§ **Try it**: Looking through the listing that follows, count every line with the string "fire" and state the number alone.

*** Materials provided ***

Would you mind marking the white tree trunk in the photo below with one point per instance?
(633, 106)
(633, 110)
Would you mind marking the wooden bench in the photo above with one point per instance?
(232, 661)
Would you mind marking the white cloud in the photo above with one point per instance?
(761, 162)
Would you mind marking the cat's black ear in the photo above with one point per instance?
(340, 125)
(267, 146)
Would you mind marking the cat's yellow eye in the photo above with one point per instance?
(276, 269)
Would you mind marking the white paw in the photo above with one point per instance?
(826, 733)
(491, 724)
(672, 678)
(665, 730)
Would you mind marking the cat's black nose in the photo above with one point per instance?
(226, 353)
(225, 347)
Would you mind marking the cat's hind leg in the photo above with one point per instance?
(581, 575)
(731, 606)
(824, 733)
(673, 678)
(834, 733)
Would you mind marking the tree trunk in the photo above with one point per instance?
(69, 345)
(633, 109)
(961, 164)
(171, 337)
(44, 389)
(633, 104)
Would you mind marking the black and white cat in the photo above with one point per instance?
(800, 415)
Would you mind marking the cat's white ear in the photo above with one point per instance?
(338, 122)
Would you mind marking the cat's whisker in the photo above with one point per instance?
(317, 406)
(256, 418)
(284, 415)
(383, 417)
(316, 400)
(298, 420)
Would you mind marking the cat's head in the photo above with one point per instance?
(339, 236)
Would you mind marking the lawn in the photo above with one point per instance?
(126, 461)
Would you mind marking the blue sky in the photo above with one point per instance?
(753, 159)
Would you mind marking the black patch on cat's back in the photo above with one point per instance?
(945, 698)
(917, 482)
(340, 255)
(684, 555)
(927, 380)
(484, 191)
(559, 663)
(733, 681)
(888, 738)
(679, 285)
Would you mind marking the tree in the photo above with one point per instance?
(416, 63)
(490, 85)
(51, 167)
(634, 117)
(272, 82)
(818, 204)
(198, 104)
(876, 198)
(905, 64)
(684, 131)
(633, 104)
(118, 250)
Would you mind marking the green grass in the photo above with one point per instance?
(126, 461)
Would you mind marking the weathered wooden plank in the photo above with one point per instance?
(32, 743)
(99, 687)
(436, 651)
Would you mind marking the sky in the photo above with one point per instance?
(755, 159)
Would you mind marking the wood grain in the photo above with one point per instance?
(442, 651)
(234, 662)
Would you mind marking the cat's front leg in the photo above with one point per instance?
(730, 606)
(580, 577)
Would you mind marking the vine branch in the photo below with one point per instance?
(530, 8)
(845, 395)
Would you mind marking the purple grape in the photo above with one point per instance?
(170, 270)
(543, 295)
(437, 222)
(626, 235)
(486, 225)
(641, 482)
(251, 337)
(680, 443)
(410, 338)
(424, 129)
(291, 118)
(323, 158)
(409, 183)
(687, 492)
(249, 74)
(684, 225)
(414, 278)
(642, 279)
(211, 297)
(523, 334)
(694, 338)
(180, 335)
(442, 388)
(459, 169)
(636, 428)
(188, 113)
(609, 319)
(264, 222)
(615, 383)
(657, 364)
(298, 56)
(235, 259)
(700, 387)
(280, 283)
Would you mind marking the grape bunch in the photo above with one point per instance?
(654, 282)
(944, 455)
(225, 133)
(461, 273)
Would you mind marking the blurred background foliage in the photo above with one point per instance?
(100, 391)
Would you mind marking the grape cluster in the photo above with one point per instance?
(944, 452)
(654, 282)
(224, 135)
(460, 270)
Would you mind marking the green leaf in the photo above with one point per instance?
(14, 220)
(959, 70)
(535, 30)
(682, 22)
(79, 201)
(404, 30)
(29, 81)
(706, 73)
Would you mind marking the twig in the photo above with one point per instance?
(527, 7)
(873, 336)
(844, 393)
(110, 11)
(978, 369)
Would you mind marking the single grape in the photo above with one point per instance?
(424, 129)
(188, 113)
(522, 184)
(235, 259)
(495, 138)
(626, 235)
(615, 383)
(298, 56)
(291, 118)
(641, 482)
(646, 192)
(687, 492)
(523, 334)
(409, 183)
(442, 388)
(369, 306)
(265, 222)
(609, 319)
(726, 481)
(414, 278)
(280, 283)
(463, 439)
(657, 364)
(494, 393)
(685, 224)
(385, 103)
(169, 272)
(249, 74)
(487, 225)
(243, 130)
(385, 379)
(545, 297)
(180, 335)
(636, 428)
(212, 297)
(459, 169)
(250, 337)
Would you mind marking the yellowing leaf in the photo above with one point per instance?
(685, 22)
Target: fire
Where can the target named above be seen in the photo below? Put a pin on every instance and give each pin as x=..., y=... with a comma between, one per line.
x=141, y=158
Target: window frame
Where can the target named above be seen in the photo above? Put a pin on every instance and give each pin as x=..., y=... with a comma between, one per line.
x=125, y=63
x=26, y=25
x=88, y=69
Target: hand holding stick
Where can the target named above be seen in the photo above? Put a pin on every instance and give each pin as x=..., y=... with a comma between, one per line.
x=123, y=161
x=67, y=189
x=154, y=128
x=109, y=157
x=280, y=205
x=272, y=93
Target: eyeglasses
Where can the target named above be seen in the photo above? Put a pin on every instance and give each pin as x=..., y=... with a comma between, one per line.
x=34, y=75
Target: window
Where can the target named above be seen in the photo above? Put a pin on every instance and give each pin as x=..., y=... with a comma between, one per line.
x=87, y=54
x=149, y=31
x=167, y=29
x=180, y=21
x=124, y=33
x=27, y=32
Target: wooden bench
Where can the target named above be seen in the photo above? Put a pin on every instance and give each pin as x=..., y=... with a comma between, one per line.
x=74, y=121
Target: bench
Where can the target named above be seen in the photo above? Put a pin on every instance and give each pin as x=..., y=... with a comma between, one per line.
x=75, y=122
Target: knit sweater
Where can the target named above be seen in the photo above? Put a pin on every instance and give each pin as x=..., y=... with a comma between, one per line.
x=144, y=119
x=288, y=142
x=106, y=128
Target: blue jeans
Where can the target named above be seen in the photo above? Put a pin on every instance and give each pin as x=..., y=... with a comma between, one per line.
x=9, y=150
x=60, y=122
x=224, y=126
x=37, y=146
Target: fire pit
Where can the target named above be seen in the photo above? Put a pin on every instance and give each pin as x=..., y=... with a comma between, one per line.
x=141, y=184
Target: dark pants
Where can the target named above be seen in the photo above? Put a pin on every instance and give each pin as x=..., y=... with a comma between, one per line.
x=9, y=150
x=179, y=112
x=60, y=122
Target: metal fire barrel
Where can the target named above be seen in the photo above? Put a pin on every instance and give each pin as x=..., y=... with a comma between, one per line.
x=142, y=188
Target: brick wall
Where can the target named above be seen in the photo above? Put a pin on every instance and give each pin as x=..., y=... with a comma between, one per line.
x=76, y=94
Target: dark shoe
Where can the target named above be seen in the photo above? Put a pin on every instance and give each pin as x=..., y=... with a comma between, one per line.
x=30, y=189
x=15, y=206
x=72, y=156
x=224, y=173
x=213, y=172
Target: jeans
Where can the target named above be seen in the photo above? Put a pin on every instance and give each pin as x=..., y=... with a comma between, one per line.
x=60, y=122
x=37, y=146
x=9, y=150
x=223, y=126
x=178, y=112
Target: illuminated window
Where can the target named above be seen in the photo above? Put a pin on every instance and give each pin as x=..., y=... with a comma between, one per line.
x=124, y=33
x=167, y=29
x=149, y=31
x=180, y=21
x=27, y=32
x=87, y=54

*** End of Materials provided ***

§ **Written reply**: 3